## TEXT EXCERPT:
***

Demian, this conversation has been interesting, but yes, we probably need to wrap it up pretty soon.
By currently adaptive I mean that something is useful in the current environment. Natural selection goes on at all times, but something may have been selected for in the past and be no longer adaptive today. I submit xenophobia as an example.
The universe has no perspective, so yes, everything comes from a social standpoint. But social standpoints are constrained by the way the universe works, which means that some standpoints are better (in terms of human flourishing) than others.
Truth has obvious survival value. If you think vaccines don’t work and refuse to take them, you are more likely to die in the next epidemic. Even in terms of sexual attraction it is an established principle in evolutionary biology that it’s really difficult to cheat, because your potential mates are equipped with lying-detecting mechanisms.

***

## PROVIDED DATA:

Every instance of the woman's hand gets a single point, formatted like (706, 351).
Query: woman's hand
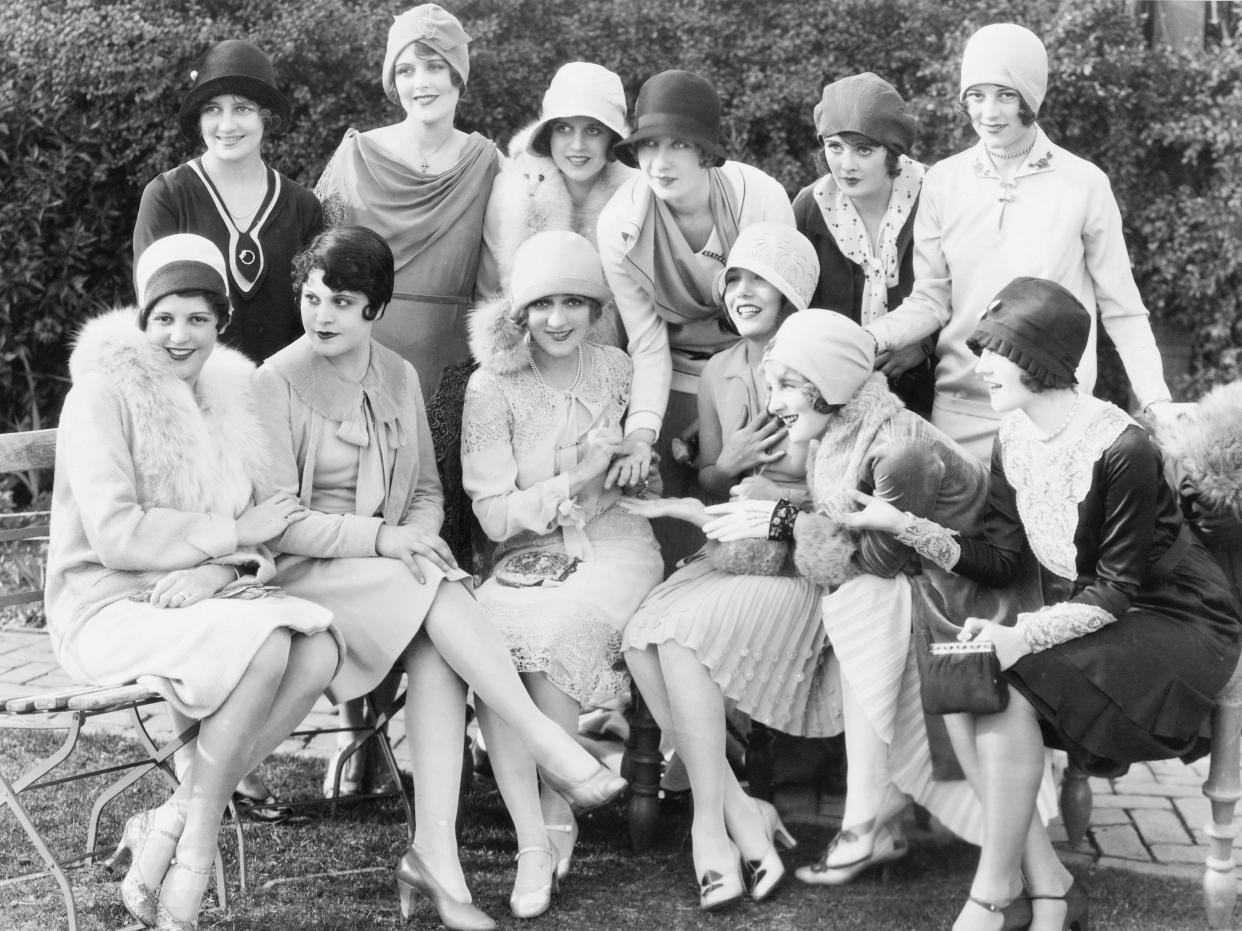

***

## WORK INSTRUCTIONS:
Please answer these questions on the text above about adaptation and truth:
1. What does the text submit as an example of something that may have been selected for in the past but is no longer adaptive today?
2. According to the text, what constrains social standpoints?
3. What does the text say is more likely to happen to someone who thinks vaccines don't work and refuses to take them?

## PROBLEM SOLUTION:
1. Xenophobia.
2. The way the universe works.
3. They are more likely to die in the next epidemic.